• [YOUR GOAL]
What lines of the data below hold "outline"? Show them.

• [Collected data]
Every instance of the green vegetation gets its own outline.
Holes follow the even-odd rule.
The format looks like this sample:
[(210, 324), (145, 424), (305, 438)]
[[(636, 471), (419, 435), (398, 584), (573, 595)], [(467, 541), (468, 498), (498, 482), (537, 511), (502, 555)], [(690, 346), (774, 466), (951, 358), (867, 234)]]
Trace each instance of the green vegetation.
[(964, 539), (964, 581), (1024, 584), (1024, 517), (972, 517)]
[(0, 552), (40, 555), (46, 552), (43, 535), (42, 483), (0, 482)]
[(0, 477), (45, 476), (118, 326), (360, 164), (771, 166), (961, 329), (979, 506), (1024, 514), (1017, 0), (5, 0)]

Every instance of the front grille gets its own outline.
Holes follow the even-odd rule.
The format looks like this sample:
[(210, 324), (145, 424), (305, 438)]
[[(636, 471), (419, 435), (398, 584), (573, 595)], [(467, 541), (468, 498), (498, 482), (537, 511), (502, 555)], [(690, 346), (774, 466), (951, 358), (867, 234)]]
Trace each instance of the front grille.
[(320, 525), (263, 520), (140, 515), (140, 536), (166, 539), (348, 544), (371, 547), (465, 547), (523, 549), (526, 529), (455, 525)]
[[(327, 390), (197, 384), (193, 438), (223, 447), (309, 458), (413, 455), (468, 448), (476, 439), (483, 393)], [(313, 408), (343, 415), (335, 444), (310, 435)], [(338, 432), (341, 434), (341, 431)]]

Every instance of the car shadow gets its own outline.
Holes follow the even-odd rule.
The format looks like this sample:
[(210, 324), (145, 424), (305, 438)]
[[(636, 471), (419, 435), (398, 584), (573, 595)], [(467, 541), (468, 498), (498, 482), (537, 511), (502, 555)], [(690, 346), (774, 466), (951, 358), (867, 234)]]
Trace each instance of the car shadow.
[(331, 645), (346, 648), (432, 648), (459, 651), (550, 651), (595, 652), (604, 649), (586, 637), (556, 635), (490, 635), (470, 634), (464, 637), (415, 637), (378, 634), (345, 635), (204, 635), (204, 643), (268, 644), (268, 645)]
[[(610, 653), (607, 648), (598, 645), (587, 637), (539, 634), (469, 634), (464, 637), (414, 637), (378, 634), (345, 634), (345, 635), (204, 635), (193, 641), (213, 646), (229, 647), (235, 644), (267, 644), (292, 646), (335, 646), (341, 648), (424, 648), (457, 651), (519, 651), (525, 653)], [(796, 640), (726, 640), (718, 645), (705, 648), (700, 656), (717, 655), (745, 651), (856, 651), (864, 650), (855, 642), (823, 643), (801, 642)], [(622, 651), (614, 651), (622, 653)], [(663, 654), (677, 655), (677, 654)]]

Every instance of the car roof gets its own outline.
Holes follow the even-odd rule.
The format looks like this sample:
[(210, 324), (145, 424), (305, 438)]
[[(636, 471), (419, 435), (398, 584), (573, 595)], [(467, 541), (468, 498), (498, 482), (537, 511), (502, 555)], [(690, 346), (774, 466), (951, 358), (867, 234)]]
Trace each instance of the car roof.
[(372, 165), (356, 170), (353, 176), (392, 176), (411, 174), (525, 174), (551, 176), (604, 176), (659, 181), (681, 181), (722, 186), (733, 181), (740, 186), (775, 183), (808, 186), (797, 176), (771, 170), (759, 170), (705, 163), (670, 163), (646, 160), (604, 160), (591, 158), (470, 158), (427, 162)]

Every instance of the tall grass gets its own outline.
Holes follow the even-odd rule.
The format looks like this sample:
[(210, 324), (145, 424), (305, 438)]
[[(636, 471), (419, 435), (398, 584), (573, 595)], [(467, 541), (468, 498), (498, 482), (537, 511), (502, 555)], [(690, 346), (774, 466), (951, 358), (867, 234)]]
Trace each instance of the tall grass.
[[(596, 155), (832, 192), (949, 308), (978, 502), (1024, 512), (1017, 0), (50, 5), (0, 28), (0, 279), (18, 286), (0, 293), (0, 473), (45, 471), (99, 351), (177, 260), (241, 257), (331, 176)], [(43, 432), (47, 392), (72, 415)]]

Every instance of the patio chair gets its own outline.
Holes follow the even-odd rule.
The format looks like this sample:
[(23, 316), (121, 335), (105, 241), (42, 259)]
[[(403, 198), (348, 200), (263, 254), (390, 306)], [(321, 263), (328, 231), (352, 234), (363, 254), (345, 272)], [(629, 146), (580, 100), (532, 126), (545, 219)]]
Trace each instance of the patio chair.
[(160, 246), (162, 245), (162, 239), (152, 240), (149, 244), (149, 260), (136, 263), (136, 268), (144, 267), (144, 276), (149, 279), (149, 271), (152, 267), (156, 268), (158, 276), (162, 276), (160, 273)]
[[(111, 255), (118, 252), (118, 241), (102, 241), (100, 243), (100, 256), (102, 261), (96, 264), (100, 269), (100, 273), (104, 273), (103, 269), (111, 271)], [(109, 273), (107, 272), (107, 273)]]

• [FINISHED TASK]
Every instance of the green vegetation gets its own outline.
Every instance of the front grille gets its own outline.
Every instance of the car shadow gets its own outline.
Every instance of the car roof gets its own outline.
Every instance of the tall grass gets its own outline.
Every instance of the patio chair gets its own outline.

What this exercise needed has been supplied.